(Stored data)
+ + +
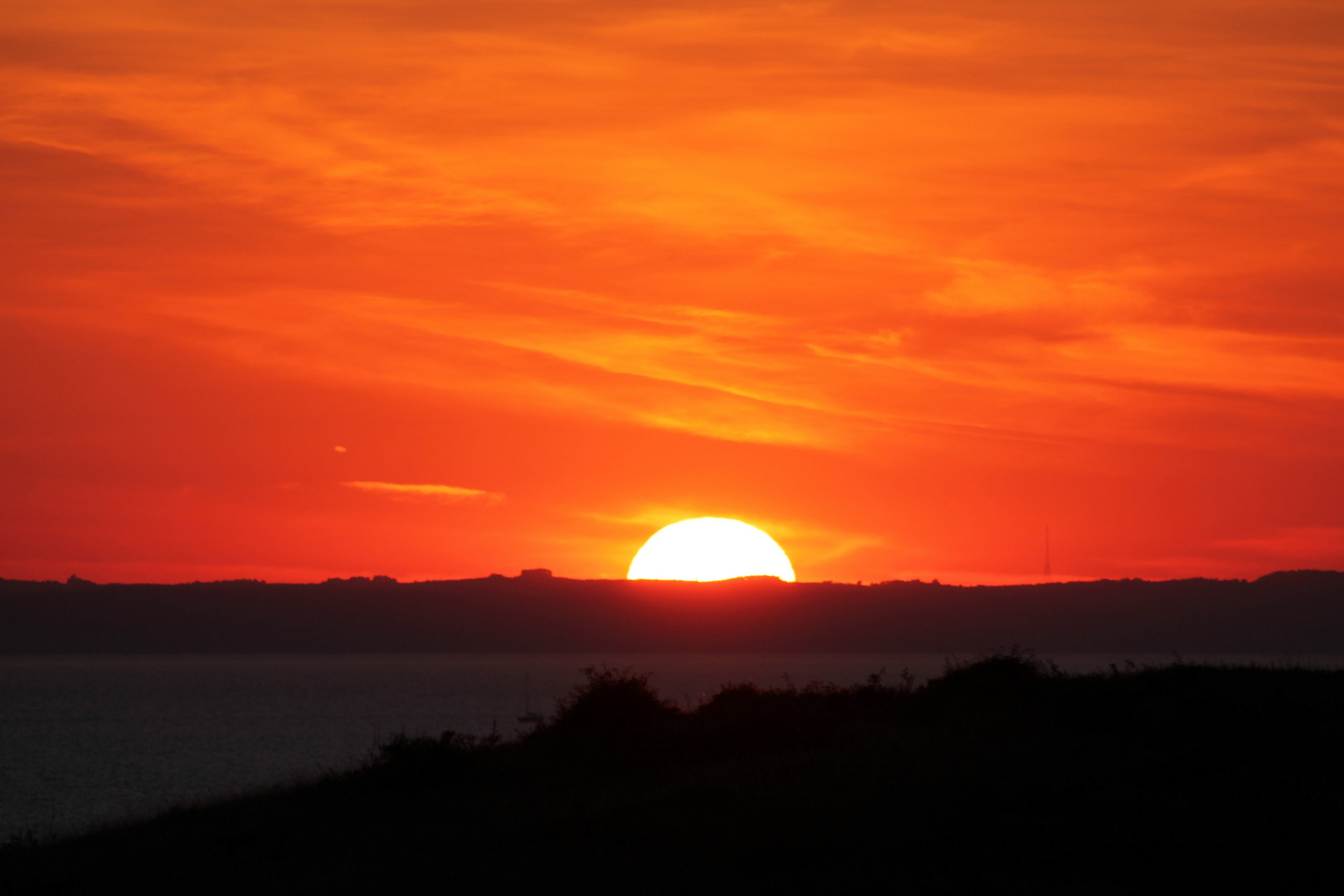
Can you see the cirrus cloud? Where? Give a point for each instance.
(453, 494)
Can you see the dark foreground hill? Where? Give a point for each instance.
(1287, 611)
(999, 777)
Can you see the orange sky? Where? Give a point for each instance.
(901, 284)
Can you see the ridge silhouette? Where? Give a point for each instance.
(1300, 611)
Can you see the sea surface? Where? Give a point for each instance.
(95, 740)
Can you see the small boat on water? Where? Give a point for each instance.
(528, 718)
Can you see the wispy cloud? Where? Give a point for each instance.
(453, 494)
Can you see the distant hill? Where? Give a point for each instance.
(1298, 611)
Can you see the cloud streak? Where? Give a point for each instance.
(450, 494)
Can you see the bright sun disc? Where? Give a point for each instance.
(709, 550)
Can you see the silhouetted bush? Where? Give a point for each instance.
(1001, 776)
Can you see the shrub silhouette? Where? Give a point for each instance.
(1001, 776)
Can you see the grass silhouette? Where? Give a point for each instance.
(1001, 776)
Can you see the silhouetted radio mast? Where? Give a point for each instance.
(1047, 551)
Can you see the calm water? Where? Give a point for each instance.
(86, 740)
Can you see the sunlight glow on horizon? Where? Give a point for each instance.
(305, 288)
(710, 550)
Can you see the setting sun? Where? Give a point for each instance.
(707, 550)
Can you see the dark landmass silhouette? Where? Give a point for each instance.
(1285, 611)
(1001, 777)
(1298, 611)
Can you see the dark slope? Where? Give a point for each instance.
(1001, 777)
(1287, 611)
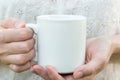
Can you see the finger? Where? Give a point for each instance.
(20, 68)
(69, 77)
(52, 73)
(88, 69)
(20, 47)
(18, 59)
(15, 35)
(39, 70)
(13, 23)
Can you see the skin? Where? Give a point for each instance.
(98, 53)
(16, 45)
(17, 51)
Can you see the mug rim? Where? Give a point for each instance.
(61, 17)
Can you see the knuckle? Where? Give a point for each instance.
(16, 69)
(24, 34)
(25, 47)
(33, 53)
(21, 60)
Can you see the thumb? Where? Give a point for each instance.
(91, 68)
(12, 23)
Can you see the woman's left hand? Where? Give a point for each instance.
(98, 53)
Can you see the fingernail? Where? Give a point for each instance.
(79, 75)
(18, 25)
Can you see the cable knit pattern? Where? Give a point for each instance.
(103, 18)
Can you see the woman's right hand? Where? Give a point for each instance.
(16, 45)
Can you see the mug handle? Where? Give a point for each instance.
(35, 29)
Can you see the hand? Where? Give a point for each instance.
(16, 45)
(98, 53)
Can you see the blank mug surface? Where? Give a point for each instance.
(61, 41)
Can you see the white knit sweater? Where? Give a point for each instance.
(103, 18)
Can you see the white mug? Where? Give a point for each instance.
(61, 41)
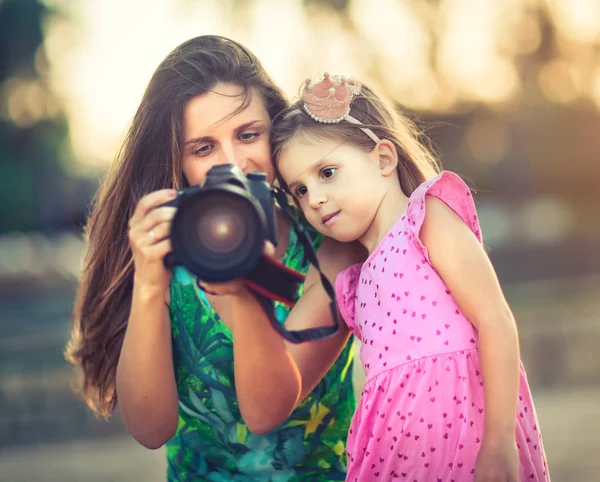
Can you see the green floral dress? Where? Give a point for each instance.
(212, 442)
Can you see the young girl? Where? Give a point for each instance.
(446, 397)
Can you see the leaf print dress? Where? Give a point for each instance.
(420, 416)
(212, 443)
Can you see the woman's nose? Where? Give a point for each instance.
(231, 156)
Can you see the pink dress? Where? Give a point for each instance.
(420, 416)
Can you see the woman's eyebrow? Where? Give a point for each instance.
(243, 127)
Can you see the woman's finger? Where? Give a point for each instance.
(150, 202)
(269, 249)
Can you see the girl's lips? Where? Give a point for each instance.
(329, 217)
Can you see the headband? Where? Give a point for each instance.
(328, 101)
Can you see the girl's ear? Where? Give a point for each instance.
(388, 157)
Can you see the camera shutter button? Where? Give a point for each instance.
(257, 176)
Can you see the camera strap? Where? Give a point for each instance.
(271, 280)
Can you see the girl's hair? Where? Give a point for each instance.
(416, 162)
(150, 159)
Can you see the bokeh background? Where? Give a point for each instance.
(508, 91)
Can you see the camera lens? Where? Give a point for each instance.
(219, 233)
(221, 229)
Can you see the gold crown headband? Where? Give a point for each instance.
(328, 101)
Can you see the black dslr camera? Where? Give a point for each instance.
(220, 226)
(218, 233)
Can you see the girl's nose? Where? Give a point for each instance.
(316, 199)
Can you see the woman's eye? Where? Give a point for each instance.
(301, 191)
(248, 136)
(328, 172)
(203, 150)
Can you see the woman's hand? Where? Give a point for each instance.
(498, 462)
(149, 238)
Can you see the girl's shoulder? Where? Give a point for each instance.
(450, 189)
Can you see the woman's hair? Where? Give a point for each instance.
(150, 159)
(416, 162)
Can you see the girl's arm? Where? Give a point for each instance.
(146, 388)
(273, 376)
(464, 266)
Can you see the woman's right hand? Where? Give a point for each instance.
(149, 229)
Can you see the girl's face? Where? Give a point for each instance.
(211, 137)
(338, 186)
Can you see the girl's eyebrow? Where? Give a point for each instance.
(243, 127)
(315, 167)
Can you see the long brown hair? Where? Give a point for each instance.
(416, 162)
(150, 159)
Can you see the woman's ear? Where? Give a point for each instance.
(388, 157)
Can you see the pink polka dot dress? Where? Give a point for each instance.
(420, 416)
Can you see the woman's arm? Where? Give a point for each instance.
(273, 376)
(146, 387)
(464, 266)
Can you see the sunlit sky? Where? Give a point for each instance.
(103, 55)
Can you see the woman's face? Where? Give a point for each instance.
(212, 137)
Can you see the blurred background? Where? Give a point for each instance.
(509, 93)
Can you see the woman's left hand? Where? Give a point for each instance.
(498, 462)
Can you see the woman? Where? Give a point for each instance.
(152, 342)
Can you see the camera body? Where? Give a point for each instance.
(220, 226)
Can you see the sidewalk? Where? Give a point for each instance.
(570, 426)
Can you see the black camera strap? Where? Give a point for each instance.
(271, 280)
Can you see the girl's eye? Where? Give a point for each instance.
+ + +
• **Task instructions**: Write the records out again exactly as shown above, keeping no pictures.

• **Written solution**:
Can you see the cirrus cloud? Where? Give a point for each instance.
(453, 494)
Can you see the dark foreground hill? Where? Give a point for each instance.
(1287, 611)
(999, 777)
Can you see the orange sky? Where? Give a point for each instance.
(901, 284)
Can you see the ridge silhouette? Where? Give a point for each instance.
(1300, 611)
Can you see the sea surface? Where? Give a point for each instance.
(95, 740)
Can you see the small boat on water? Where? Give a point for each instance.
(528, 718)
Can you see the wispy cloud? Where? Give a point for each instance.
(453, 494)
Can you see the distant hill? Where? Give a point for each instance.
(1298, 611)
Can you see the cloud streak? Where? Give a point for each instance.
(450, 494)
Can you see the bright sun disc? Where? Give a point for each instance.
(709, 550)
Can you see the silhouetted bush? Where? Give a point for each instance.
(1001, 776)
Can you see the shrub silhouette? Where? Give a point for each instance.
(1001, 776)
Can you see the grass silhouette? Where? Give a point for each instance.
(1001, 776)
Can you see the silhouetted radio mast? Where? Give a point for each instance.
(1047, 551)
Can you see the calm water? Where? Give a point for each instance.
(86, 740)
Can you see the sunlight glow on horizon? Where? Give a point for each instance.
(305, 288)
(710, 550)
Can you see the setting sun? Where? Give a point for each instance.
(707, 550)
Can you see the dark landmass silhouette? Where? Give a point for each instance.
(1285, 611)
(1001, 777)
(1298, 611)
Can you see the dark slope? Where? Give a point for each instance.
(1001, 777)
(1287, 611)
Can you see the finger? Where? Give a point for each instance.
(20, 68)
(69, 77)
(52, 73)
(88, 69)
(20, 47)
(18, 59)
(15, 35)
(39, 70)
(13, 23)
Can you see the skin? Where? Give a point for each instance.
(98, 53)
(16, 45)
(17, 51)
Can you see the mug rim? Where? Give a point for each instance.
(61, 17)
Can you see the knuckle? Where? Give a point for each instance.
(16, 69)
(24, 34)
(25, 47)
(33, 53)
(21, 60)
Can you see the thumb? Where? Give a point for each instance.
(91, 68)
(12, 23)
Can you see the woman's left hand? Where? Give a point for each instance.
(98, 53)
Can you see the fingernail? Where? Give a point for each instance.
(79, 75)
(18, 25)
Can you see the cable knit pattern? Where? Give a point for each instance.
(103, 18)
Can you see the woman's right hand? Where? Give a point for each instance.
(16, 45)
Can you see the mug handle? Where? Give a point for each instance.
(35, 29)
Can you see the hand? Where? Give a point for each instance.
(16, 45)
(98, 53)
Can you see the blank mug surface? Where? Give a point for each instance.
(61, 41)
Can you see the white knit sweater? Where? Give a point for each instance.
(103, 18)
Can you see the white mug? Where? Give a point for each instance.
(61, 41)
Can you see the green floral dress? Where? Give a point for each instance.
(212, 442)
Can you see the young girl? Where? Give a point for each instance.
(446, 397)
Can you see the leaf print dress? Where? Give a point for each instance.
(420, 416)
(212, 443)
Can you see the woman's nose? Where? Give a point for each instance.
(231, 156)
Can you see the pink dress? Where? Give a point for each instance.
(420, 416)
Can you see the woman's eyebrow? Where? Give a point for each instance.
(243, 127)
Can you see the woman's finger? Where? Give a point for each instance.
(150, 202)
(269, 249)
Can you see the girl's lips? Where? Give a point for each instance.
(329, 217)
Can you see the headband? Where? Give a point for each instance.
(328, 101)
Can you see the girl's ear? Where? Give a point for each instance.
(388, 157)
Can you see the camera shutter button? Where? Give a point for each instance.
(257, 176)
Can you see the camera strap? Where? Give a point for each instance.
(271, 280)
Can you see the girl's hair? Where? Give a point for each instance.
(416, 162)
(150, 159)
Can you see the bokeh background? Where? Give a point for each instance.
(508, 91)
Can you see the camera lens? Where? Give a point for each instance.
(219, 233)
(221, 229)
Can you see the gold crown headband? Where? Give a point for each instance.
(328, 101)
Can you see the black dslr camera? Where? Give a point for each instance.
(220, 226)
(218, 233)
Can you see the girl's nose? Where? Give a point for each instance.
(316, 199)
Can you see the woman's eye? Where? Give a point for each instance.
(301, 191)
(248, 136)
(328, 172)
(203, 150)
Can you see the woman's hand? Where? Give a point for each instance.
(498, 462)
(149, 238)
Can you see the girl's shoulder? Where? Give a point for each instance.
(450, 189)
Can you see the woman's hair? Where? Give a point for each instance.
(150, 159)
(416, 162)
Can you see the girl's arm? Where? Give a point for each instance.
(146, 388)
(273, 376)
(464, 266)
Can you see the woman's right hand? Where? Give a point for each instance.
(149, 229)
Can you see the girl's face? Where? Give a point for each instance.
(211, 137)
(338, 186)
Can you see the girl's eyebrow? Where? Give a point for each instance.
(243, 127)
(315, 167)
Can you see the long brown hair? Where? Give a point for each instance.
(416, 162)
(150, 159)
Can you see the woman's ear? Where? Give a point for each instance.
(388, 157)
Can you see the pink polka dot dress? Where? Give a point for each instance.
(420, 416)
Can you see the woman's arm? Where? Give a point for each instance.
(273, 376)
(146, 387)
(464, 266)
Can you see the sunlit sky? Where? Give a point for each instance.
(103, 55)
Can you see the woman's face? Where? Give a point for each instance.
(212, 137)
Can you see the blurred background? Where? Give a point for each instance.
(509, 93)
Can you see the woman's left hand? Where? Give a point for each instance.
(498, 462)
Can you see the woman? Where? Give a point for each instance.
(152, 342)
Can you see the camera body? Where? Give a point for each instance.
(220, 226)
Can you see the sidewalk? Where? Give a point for each instance.
(570, 426)
Can you see the black camera strap? Where? Give a point for each instance.
(271, 280)
Can you see the girl's eye? Where? Give a point for each instance.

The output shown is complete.